**Stated goal:**
Output each line of the rows below as a numbered list, skipping blank lines and leaving out the pictures.

(Data items)
----

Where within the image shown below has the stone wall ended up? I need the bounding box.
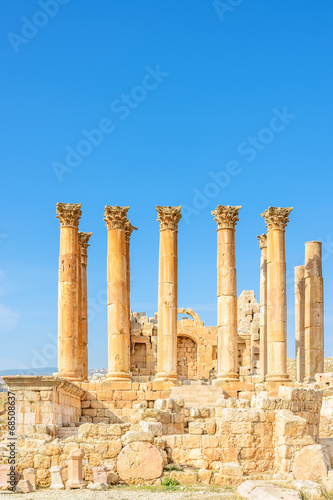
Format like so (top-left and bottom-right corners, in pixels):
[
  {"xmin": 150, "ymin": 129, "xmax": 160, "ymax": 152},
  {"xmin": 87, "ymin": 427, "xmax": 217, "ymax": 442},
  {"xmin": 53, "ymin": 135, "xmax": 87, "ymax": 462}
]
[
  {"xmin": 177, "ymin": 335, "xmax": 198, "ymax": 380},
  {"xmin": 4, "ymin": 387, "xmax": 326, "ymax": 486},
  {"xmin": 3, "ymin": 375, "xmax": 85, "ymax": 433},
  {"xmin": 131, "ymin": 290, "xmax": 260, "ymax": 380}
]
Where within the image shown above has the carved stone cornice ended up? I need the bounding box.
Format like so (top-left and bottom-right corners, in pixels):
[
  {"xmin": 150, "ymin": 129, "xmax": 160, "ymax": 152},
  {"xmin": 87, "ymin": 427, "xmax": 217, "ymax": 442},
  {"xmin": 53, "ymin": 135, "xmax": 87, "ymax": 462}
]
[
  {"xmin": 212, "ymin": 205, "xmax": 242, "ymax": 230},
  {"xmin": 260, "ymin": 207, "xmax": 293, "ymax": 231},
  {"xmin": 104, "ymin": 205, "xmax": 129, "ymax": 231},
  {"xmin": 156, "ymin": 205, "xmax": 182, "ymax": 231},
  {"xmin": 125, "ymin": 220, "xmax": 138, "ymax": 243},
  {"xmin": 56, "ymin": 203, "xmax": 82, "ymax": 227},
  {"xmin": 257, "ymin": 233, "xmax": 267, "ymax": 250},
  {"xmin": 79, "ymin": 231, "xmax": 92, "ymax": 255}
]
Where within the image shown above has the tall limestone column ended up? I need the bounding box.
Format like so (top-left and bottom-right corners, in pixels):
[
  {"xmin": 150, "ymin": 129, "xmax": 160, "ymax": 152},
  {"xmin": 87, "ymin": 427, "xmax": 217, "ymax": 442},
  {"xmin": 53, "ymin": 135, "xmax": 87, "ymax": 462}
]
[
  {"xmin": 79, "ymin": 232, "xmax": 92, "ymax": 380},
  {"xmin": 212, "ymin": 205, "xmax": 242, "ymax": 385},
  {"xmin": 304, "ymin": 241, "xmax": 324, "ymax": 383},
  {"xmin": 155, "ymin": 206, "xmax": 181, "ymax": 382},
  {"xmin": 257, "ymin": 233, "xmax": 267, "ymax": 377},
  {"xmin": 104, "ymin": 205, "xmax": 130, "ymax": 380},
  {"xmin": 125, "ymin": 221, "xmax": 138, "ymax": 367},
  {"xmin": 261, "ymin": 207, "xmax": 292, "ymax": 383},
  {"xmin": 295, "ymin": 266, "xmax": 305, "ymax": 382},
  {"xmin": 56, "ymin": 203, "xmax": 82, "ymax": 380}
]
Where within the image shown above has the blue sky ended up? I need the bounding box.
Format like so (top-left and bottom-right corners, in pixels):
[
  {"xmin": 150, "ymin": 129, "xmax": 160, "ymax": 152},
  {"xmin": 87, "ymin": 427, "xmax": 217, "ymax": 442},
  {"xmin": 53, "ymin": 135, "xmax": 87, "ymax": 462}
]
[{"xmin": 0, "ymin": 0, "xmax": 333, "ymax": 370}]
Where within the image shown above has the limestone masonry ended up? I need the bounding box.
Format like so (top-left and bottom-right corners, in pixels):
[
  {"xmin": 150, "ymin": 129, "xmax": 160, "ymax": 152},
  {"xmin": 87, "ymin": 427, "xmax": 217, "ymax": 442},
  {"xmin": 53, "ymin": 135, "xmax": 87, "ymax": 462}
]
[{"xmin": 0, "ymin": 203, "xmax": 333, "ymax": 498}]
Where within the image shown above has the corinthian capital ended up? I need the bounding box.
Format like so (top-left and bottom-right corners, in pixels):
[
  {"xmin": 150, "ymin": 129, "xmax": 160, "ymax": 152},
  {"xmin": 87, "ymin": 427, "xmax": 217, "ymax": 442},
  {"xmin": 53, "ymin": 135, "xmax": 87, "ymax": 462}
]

----

**Task output:**
1. Where within the image shown below has the stone wall ended up? I need the bounding box.
2. Format like so (top-left and bottom-right corners, in pixels):
3. [
4.   {"xmin": 150, "ymin": 129, "xmax": 160, "ymax": 152},
5.   {"xmin": 87, "ymin": 427, "xmax": 217, "ymax": 442},
6.   {"xmin": 53, "ymin": 135, "xmax": 87, "ymax": 462}
7. ]
8. [
9.   {"xmin": 177, "ymin": 335, "xmax": 198, "ymax": 380},
10.   {"xmin": 4, "ymin": 387, "xmax": 326, "ymax": 486},
11.   {"xmin": 3, "ymin": 375, "xmax": 85, "ymax": 433},
12.   {"xmin": 131, "ymin": 290, "xmax": 260, "ymax": 380}
13. ]
14. Where within the image shown above has the carved stone cornice ended up? I need the bounding box.
15. Format like so (top-left and bottom-right corners, in pixels):
16. [
17.   {"xmin": 150, "ymin": 129, "xmax": 160, "ymax": 152},
18.   {"xmin": 87, "ymin": 427, "xmax": 217, "ymax": 442},
19.   {"xmin": 53, "ymin": 135, "xmax": 87, "ymax": 462}
20. ]
21. [
22.   {"xmin": 212, "ymin": 205, "xmax": 242, "ymax": 230},
23.   {"xmin": 260, "ymin": 207, "xmax": 293, "ymax": 231},
24.   {"xmin": 104, "ymin": 205, "xmax": 129, "ymax": 231},
25.   {"xmin": 156, "ymin": 205, "xmax": 182, "ymax": 231},
26.   {"xmin": 125, "ymin": 220, "xmax": 138, "ymax": 243},
27.   {"xmin": 56, "ymin": 203, "xmax": 82, "ymax": 227},
28.   {"xmin": 257, "ymin": 233, "xmax": 267, "ymax": 250},
29.   {"xmin": 79, "ymin": 231, "xmax": 92, "ymax": 255}
30. ]
31. Where within the image shown above has the tall limestone column ended up? I need the bounding box.
32. Format like so (top-left and bottom-right corners, in pixels):
33. [
34.   {"xmin": 150, "ymin": 129, "xmax": 160, "ymax": 152},
35.   {"xmin": 87, "ymin": 427, "xmax": 217, "ymax": 442},
36.   {"xmin": 53, "ymin": 135, "xmax": 87, "ymax": 462}
37. ]
38. [
39.   {"xmin": 79, "ymin": 232, "xmax": 92, "ymax": 380},
40.   {"xmin": 212, "ymin": 205, "xmax": 242, "ymax": 385},
41.   {"xmin": 304, "ymin": 241, "xmax": 324, "ymax": 383},
42.   {"xmin": 155, "ymin": 206, "xmax": 181, "ymax": 382},
43.   {"xmin": 257, "ymin": 233, "xmax": 267, "ymax": 377},
44.   {"xmin": 104, "ymin": 205, "xmax": 130, "ymax": 380},
45.   {"xmin": 125, "ymin": 221, "xmax": 138, "ymax": 367},
46.   {"xmin": 261, "ymin": 207, "xmax": 292, "ymax": 383},
47.   {"xmin": 295, "ymin": 266, "xmax": 305, "ymax": 382},
48.   {"xmin": 56, "ymin": 203, "xmax": 82, "ymax": 380}
49. ]
50. Where within the image shown above has the blue sky ended up? I need the bounding box.
51. Format like so (top-left and bottom-right corners, in pixels):
52. [
53.   {"xmin": 150, "ymin": 129, "xmax": 160, "ymax": 152},
54.   {"xmin": 87, "ymin": 427, "xmax": 217, "ymax": 442},
55.   {"xmin": 53, "ymin": 135, "xmax": 87, "ymax": 462}
56. ]
57. [{"xmin": 0, "ymin": 0, "xmax": 333, "ymax": 370}]
58. Where within the image shown above has the limestone masonry ended up? I need the bounding box.
59. Format like so (top-left and bottom-right corners, in pixels):
60. [
61.   {"xmin": 150, "ymin": 129, "xmax": 160, "ymax": 152},
62.   {"xmin": 87, "ymin": 427, "xmax": 217, "ymax": 442},
63.   {"xmin": 53, "ymin": 135, "xmax": 87, "ymax": 462}
64. ]
65. [{"xmin": 0, "ymin": 203, "xmax": 333, "ymax": 498}]
66. Where within the image shown above has the corinthian capital ended up? I need the bounding box.
67. Format like so (top-left and bottom-right corners, in pixels):
68. [
69.   {"xmin": 150, "ymin": 129, "xmax": 160, "ymax": 152},
70.   {"xmin": 87, "ymin": 427, "xmax": 217, "ymax": 442},
71.   {"xmin": 53, "ymin": 135, "xmax": 87, "ymax": 462}
72. ]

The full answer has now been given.